*** SUPPLIED INFORMATION ***

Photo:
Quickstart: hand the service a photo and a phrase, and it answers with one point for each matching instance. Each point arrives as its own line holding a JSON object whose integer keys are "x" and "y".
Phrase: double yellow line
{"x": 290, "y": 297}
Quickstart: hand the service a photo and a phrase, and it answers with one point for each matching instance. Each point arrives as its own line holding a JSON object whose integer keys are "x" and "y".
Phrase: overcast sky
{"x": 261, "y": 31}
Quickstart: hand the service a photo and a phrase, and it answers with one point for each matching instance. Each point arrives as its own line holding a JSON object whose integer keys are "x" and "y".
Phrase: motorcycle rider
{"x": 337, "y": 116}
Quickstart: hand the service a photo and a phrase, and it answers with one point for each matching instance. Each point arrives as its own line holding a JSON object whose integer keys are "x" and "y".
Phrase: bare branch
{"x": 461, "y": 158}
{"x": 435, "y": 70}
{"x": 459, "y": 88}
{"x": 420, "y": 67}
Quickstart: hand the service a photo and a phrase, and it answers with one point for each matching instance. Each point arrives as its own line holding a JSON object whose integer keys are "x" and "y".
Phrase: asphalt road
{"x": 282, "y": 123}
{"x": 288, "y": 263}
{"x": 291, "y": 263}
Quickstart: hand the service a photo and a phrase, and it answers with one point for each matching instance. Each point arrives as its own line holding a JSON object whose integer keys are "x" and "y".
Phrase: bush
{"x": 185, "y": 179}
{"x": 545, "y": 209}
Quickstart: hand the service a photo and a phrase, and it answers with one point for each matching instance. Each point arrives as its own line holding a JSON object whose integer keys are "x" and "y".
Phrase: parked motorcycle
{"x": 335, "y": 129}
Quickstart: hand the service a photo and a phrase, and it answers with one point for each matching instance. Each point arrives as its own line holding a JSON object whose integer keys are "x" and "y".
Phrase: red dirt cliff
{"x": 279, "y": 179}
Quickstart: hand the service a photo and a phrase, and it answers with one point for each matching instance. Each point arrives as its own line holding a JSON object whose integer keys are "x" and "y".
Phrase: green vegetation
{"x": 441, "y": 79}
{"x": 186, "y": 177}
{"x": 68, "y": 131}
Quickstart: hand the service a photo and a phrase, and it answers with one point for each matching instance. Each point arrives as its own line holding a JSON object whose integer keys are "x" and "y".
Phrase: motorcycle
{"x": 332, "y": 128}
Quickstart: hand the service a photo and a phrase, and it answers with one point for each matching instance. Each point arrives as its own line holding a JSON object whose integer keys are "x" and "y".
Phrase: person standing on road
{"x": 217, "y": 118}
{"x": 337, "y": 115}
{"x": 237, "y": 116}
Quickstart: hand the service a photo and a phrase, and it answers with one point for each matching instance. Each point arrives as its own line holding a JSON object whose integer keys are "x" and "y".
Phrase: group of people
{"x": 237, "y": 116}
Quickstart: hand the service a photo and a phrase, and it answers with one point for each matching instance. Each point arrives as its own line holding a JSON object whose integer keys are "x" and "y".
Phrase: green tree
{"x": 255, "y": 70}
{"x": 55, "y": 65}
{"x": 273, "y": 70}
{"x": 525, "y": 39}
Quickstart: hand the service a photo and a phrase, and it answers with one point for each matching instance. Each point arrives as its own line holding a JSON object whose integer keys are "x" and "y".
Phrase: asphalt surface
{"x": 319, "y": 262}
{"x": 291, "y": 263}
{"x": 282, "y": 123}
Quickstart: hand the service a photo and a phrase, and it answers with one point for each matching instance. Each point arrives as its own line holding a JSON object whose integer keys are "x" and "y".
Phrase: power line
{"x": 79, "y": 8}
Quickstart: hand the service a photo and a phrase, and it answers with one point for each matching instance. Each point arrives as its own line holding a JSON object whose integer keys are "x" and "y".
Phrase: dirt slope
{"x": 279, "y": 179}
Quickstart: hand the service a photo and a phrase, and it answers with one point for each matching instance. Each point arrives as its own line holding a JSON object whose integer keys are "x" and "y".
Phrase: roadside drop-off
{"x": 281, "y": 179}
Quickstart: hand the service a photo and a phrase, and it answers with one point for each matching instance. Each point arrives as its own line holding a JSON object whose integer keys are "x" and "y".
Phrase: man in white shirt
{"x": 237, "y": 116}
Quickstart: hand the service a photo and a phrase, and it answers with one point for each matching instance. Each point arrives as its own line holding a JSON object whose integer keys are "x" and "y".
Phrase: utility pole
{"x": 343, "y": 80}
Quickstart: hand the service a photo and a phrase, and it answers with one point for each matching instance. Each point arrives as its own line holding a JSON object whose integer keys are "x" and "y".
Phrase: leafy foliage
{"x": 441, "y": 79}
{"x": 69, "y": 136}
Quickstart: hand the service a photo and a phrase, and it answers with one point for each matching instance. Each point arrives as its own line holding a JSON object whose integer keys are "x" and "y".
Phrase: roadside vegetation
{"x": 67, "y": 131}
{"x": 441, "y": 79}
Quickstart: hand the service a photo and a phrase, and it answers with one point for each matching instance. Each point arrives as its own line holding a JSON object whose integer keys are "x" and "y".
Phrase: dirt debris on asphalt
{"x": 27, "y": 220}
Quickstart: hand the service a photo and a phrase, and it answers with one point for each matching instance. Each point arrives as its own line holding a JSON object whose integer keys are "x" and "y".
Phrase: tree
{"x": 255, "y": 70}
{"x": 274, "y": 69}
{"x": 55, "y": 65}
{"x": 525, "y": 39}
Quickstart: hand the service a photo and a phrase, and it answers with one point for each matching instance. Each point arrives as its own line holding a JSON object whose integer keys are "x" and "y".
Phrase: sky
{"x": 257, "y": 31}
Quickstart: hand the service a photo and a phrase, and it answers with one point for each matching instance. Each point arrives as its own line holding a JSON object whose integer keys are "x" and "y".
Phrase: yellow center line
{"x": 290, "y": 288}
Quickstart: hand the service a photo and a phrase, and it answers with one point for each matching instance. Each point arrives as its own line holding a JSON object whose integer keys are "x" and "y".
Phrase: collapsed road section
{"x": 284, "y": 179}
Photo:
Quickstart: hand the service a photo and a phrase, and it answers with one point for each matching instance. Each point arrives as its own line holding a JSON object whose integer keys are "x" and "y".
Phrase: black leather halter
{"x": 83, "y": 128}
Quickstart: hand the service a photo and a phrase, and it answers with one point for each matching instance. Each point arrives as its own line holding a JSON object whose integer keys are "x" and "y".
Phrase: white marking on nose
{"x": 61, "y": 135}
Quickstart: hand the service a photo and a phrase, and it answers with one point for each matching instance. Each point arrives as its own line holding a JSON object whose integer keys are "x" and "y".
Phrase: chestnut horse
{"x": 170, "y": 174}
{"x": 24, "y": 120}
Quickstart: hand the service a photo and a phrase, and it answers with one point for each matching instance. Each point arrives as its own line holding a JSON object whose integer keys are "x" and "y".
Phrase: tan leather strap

***
*** SUPPLIED INFORMATION ***

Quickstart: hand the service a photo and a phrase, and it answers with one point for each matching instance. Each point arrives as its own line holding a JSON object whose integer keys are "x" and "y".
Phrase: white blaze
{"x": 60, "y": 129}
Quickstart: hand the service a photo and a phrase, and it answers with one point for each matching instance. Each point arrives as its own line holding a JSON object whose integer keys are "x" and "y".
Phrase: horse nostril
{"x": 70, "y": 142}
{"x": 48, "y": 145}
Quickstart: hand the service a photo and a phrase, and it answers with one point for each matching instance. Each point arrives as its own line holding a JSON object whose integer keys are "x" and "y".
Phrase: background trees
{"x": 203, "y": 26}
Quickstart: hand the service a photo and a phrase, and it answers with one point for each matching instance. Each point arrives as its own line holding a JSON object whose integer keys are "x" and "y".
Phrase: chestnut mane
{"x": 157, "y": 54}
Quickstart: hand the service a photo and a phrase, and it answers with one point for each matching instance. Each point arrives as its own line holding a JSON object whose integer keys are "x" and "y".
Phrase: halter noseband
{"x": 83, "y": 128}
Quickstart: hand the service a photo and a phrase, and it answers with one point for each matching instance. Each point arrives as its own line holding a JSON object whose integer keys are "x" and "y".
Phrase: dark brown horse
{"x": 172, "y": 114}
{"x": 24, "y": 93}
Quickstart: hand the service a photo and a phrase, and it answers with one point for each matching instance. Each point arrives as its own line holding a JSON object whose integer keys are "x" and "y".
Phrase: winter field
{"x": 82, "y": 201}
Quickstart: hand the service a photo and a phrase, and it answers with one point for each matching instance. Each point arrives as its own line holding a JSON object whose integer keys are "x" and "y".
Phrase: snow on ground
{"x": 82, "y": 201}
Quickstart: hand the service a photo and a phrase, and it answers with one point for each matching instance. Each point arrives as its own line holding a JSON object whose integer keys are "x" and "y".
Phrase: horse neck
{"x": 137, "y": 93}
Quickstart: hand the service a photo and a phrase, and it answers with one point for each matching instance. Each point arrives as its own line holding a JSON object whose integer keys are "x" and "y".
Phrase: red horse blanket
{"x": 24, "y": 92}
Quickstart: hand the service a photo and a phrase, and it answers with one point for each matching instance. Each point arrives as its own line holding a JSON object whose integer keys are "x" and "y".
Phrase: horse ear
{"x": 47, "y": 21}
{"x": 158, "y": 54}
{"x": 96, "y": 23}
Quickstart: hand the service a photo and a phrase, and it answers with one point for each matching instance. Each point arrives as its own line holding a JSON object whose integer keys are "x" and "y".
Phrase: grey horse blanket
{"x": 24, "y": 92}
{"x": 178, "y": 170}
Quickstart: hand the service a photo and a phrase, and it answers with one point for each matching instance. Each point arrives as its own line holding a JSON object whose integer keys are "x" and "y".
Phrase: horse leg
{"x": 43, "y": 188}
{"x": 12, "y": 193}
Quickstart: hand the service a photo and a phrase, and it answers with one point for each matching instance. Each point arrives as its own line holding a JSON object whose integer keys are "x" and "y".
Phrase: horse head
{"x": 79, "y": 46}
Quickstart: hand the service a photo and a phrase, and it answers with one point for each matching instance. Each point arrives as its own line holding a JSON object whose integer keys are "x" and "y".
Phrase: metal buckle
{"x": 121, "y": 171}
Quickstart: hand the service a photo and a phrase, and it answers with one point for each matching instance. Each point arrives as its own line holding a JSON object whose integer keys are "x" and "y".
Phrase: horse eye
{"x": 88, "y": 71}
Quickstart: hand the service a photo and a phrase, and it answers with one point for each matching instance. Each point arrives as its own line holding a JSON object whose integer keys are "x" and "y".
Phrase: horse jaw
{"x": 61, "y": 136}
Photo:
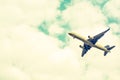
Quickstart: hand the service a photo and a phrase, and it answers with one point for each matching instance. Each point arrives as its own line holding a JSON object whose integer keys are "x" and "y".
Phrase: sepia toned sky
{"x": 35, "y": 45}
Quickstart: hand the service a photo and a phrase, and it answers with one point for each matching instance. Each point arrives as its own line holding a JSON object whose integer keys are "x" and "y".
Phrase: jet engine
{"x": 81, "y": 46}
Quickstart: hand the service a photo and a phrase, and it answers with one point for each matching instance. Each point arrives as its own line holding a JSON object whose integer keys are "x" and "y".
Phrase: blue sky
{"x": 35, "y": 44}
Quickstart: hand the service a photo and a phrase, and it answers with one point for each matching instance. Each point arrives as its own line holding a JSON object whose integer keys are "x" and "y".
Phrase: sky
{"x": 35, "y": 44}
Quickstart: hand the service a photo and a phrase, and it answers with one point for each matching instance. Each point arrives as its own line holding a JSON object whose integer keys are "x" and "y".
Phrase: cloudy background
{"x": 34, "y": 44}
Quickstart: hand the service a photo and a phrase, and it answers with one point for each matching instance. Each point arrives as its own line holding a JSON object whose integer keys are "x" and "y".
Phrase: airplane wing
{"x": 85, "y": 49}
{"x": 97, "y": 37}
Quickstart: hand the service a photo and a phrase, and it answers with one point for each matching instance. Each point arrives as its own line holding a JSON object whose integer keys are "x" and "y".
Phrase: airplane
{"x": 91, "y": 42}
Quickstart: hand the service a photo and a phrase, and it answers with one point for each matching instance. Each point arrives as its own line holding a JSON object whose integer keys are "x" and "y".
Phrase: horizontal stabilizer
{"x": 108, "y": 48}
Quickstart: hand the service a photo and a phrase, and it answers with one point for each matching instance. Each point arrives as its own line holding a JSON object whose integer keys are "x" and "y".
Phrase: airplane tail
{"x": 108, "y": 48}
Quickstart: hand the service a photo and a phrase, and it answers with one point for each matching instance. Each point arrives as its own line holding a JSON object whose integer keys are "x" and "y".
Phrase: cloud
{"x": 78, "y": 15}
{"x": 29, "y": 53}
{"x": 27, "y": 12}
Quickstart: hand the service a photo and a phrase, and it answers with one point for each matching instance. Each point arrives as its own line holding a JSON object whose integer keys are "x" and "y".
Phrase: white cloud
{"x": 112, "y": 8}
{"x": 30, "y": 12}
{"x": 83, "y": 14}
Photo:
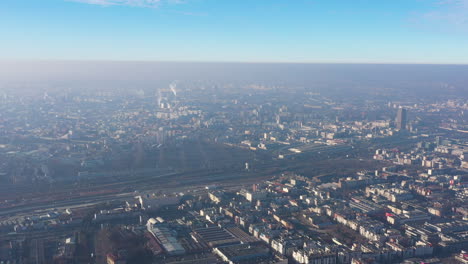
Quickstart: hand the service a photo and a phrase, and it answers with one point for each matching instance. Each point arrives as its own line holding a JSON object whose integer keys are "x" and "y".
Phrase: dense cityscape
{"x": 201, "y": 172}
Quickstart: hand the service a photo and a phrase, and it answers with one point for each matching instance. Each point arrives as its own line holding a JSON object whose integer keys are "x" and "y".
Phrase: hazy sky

***
*** SUPPLIED INFORMATION ***

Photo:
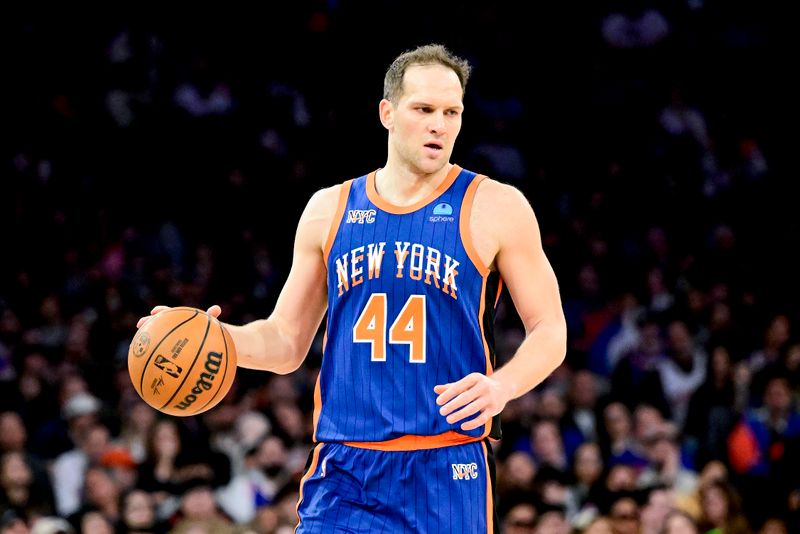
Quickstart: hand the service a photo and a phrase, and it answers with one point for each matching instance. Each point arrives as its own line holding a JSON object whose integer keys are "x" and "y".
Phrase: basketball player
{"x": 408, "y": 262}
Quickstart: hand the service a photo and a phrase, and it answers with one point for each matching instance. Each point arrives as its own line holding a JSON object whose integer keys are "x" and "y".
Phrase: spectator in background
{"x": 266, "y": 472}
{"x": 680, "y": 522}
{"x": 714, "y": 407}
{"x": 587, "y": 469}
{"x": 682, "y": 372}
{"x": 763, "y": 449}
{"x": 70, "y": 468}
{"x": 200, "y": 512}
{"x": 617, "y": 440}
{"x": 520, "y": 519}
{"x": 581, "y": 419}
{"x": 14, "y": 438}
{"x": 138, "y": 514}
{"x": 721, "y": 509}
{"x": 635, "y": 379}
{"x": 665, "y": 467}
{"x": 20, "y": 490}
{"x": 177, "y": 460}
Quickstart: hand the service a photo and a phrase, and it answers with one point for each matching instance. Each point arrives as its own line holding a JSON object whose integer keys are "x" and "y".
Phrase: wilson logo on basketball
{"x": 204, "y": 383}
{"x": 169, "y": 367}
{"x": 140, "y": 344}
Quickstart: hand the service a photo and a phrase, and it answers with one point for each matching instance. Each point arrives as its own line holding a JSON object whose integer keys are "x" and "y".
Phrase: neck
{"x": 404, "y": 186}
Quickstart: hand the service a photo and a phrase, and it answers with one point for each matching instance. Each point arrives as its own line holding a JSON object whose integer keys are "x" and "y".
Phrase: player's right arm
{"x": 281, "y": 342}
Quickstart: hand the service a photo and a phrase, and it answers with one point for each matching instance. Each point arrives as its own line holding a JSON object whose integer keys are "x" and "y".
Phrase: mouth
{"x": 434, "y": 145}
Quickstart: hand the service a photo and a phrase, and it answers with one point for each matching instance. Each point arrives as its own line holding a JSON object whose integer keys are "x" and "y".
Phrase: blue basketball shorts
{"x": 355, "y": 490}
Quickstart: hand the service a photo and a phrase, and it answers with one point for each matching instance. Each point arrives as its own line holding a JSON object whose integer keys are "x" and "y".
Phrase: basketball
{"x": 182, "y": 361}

***

> [TO BE DONE]
Count the lines in the material above that contain the string "airplane", treating uppercase and lowercase as different. Give only the number.

> [RESULT OF THIS TASK]
3